EXERCISE DESCRIPTION — Restate word for word every line from the top of the data below down through the line that holds "x=489, y=352".
(DATASET RECORDS Opens)
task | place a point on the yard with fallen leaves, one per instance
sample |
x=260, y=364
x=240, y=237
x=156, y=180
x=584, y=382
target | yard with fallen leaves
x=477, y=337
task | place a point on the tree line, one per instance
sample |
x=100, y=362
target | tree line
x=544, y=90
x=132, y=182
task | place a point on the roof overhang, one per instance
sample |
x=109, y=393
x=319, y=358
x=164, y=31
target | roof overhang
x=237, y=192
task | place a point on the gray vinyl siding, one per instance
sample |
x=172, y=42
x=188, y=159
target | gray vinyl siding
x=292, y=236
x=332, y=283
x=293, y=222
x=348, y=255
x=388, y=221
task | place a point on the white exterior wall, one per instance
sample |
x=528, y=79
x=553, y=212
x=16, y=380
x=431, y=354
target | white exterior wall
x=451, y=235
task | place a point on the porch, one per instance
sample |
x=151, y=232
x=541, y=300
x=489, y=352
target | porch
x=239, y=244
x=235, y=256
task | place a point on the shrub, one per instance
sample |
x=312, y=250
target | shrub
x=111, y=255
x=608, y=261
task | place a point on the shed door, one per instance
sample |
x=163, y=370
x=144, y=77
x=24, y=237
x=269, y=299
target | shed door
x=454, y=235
(DATASET RECORDS Closes)
SOLUTION FOR THIS TASK —
task | place a point on the yard with fallen leaves, one per instance
sample |
x=260, y=364
x=240, y=237
x=156, y=180
x=584, y=382
target | yard with fallen leaves
x=477, y=337
task | place a point on the tree line, one per instance
sample |
x=100, y=362
target | tree line
x=544, y=90
x=132, y=182
task | place a point on the roof overhang, one per instance
sample |
x=109, y=393
x=319, y=358
x=164, y=31
target | roof overhang
x=237, y=192
task | place a point on the gray vinyl siding, one per instance
sample |
x=172, y=42
x=188, y=159
target | gray vinyl siding
x=292, y=236
x=332, y=283
x=293, y=222
x=348, y=255
x=388, y=221
task | place a point on the white exterior wall, one per instance
sample |
x=528, y=79
x=553, y=212
x=16, y=380
x=431, y=354
target | white exterior wall
x=451, y=235
task | place a point on the porch, one per instance
sample |
x=151, y=232
x=541, y=300
x=489, y=352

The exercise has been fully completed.